**WHAT YOU ARE ASKED TO DO:** Reproduce word for word the stretch of the Douglass passage below from "And even louder, Garrison" through "of the war.".

**DOCUMENT TEXT:**
The Demon-Haunted World_ Science as a Candle in the Dark - Carl Sagan [176]
‘A man! A man!’ the audience roared back as one voice.
‘Shall such a man be held a slave in a Christian land?’ called out Garrison.
‘No! No!’ shouted the audience.
And even louder, Garrison asked: ‘Shall such a man ever be sent back to bondage from the free soil of Old Massachusetts?’
And now the crowd was on its feet, crying out ‘No! No! No!’
He never did return to slavery. Instead, as an author, editor and publisher of journals, as a speaker in America and abroad, and as the first African-American to occupy a high advisory position in the US government, he spent the rest of his life fighting for human rights. During the Civil War, he was a consultant to President Lincoln. Douglass successfully advocated the arming of ex-slaves to fight for the North, Federal retaliation against Confederate prisoners-of-war for Confederate summary execution of captured African-American soldiers, and freedom for the slaves as a principal objective of the war.

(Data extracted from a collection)
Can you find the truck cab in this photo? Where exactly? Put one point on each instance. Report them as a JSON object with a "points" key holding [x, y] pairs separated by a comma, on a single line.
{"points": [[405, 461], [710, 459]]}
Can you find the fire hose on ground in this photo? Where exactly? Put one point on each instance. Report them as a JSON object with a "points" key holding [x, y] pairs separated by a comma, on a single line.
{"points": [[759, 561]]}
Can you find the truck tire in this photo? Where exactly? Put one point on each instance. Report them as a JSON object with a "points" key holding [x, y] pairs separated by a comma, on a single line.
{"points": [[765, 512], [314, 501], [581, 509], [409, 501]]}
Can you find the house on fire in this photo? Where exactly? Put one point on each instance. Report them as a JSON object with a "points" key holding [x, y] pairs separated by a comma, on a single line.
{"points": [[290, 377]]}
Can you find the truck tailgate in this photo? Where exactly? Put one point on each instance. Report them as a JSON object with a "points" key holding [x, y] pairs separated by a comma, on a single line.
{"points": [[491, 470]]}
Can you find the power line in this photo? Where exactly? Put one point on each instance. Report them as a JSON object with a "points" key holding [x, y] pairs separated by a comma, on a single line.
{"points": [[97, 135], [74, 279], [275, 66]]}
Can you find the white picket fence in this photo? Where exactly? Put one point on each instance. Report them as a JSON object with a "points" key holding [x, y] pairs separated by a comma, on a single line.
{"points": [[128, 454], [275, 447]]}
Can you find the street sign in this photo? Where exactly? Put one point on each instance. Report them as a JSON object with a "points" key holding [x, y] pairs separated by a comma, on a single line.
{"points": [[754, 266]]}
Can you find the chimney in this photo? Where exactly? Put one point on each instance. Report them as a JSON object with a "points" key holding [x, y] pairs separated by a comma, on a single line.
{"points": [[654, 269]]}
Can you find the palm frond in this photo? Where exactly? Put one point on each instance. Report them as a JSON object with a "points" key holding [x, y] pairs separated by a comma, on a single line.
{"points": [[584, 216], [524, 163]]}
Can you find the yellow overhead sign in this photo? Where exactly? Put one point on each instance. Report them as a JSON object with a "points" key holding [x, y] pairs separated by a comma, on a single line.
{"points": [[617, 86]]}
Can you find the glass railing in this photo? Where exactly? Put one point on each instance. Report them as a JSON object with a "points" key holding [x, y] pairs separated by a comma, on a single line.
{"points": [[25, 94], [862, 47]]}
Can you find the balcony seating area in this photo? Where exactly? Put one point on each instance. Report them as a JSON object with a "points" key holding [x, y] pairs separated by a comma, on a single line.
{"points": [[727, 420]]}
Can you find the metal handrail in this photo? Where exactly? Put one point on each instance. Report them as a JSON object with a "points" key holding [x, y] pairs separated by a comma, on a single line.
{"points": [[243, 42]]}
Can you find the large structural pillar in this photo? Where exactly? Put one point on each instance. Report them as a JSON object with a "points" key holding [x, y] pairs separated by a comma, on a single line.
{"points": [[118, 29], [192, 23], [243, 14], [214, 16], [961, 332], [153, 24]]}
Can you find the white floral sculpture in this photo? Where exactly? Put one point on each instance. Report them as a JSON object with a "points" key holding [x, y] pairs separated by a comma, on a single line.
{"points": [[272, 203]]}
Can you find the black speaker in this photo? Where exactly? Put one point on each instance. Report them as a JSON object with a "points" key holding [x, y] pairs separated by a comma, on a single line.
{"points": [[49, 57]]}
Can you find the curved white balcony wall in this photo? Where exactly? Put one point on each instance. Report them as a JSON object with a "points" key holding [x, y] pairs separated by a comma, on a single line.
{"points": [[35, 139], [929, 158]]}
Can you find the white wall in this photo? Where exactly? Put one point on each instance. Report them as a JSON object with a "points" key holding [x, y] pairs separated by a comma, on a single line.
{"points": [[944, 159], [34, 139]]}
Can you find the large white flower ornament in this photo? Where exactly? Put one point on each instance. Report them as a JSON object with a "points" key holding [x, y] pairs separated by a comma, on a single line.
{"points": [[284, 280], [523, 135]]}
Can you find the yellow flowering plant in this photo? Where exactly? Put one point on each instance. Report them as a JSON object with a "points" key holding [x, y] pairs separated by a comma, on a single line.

**REPLY TO THE EXERCISE:**
And even louder, Garrison asked: ‘Shall such a man ever be sent back to bondage from the free soil of Old Massachusetts?’
And now the crowd was on its feet, crying out ‘No! No! No!’
He never did return to slavery. Instead, as an author, editor and publisher of journals, as a speaker in America and abroad, and as the first African-American to occupy a high advisory position in the US government, he spent the rest of his life fighting for human rights. During the Civil War, he was a consultant to President Lincoln. Douglass successfully advocated the arming of ex-slaves to fight for the North, Federal retaliation against Confederate prisoners-of-war for Confederate summary execution of captured African-American soldiers, and freedom for the slaves as a principal objective of the war.